Task directions >>
Within the records below, reproduce without change the lines from the line that has "[[387, 157], [101, 477], [177, 206]]" through the line that has "[[42, 112], [361, 111], [81, 270]]", and only those.

Excerpts from a dataset
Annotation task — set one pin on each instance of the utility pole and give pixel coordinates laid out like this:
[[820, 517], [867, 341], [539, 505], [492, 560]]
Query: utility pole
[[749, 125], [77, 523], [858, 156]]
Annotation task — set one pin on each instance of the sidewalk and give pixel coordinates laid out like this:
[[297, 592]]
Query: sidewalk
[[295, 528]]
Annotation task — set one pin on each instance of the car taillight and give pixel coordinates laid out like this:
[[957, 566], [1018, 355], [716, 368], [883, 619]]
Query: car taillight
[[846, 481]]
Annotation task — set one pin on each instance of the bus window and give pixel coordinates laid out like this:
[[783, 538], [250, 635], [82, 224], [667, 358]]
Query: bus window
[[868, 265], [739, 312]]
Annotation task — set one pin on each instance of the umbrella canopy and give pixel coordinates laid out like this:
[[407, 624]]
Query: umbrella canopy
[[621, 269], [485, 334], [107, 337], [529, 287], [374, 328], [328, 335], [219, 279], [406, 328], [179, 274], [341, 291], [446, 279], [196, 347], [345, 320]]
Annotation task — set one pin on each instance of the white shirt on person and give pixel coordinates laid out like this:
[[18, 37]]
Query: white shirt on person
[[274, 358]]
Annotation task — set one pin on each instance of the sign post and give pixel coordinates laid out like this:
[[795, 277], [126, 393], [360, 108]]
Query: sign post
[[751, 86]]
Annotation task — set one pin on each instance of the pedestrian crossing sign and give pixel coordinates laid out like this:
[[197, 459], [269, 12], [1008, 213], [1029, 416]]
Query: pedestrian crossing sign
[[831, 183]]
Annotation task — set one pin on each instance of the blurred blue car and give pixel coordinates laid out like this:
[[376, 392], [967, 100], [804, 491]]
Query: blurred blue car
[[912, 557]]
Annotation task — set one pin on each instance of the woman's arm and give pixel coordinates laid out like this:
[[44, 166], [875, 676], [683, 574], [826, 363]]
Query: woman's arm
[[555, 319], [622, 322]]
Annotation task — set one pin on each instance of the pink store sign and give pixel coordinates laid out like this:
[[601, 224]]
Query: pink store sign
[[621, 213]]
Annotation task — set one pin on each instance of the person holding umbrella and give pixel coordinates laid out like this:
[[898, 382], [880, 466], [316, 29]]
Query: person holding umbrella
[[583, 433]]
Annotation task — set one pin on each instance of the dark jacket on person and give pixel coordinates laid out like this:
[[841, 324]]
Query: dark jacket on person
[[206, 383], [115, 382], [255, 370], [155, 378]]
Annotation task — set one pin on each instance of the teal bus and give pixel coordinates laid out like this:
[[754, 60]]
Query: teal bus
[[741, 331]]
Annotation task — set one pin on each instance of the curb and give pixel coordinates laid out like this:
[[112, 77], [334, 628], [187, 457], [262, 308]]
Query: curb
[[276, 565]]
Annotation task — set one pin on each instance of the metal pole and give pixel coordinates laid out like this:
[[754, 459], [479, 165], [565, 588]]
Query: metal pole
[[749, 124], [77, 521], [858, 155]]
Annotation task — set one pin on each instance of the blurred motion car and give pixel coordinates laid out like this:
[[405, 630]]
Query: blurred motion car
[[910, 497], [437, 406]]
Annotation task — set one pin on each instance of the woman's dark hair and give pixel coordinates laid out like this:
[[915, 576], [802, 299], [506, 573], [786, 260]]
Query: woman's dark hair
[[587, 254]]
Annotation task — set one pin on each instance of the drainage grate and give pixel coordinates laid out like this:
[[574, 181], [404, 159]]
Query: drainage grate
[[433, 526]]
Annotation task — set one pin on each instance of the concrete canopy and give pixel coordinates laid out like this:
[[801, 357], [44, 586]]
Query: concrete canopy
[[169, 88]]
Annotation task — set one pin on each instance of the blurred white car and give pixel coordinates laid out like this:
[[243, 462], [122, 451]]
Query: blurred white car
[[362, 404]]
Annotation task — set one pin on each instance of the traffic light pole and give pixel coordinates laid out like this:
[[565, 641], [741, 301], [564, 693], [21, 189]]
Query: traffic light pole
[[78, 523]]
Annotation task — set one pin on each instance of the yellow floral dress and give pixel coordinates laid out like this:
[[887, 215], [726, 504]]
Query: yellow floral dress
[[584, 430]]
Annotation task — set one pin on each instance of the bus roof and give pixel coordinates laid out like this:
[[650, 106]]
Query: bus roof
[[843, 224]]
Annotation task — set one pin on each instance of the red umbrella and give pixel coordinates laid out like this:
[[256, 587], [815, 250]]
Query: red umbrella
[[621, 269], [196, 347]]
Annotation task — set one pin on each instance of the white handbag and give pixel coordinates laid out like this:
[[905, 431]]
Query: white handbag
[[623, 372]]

==

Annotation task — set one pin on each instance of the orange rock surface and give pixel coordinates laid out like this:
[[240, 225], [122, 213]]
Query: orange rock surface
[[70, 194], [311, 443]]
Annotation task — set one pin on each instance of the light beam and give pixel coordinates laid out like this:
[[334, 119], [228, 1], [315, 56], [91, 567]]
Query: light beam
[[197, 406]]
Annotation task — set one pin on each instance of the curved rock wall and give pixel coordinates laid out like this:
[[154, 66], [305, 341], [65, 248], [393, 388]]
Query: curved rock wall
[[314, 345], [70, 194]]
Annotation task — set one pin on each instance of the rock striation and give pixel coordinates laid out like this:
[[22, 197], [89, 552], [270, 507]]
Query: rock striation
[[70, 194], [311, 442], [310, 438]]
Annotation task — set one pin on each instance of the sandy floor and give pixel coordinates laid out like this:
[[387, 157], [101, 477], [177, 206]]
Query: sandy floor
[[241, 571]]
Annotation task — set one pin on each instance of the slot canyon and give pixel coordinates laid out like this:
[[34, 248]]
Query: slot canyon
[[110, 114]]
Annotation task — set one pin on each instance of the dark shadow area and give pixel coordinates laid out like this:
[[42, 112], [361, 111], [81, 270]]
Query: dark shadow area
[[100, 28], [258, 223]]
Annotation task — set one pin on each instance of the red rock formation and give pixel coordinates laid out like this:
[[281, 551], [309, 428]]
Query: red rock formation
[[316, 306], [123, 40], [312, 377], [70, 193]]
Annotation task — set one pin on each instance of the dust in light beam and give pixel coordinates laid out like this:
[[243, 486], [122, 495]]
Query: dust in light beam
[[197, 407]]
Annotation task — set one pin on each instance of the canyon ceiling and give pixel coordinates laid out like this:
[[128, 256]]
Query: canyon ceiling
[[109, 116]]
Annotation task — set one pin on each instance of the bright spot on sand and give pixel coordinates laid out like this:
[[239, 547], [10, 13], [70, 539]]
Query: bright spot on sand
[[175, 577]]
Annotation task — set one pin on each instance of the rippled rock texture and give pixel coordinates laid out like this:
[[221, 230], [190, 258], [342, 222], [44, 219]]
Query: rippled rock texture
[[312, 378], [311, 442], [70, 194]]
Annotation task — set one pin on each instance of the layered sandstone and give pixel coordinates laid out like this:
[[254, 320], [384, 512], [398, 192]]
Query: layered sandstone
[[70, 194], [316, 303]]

Expected answer >>
[[387, 157], [101, 477], [177, 206]]
Query: sandy floor
[[241, 571]]
Annotation task — set one pin on each instance of the slot canyon and give pixel coordinates laid out like this:
[[34, 248]]
Query: slot canyon
[[110, 114]]
Annotation task — set one pin on each instance of the dark shadow area and give pixel coordinates laid out like this:
[[42, 112], [361, 111], [81, 270]]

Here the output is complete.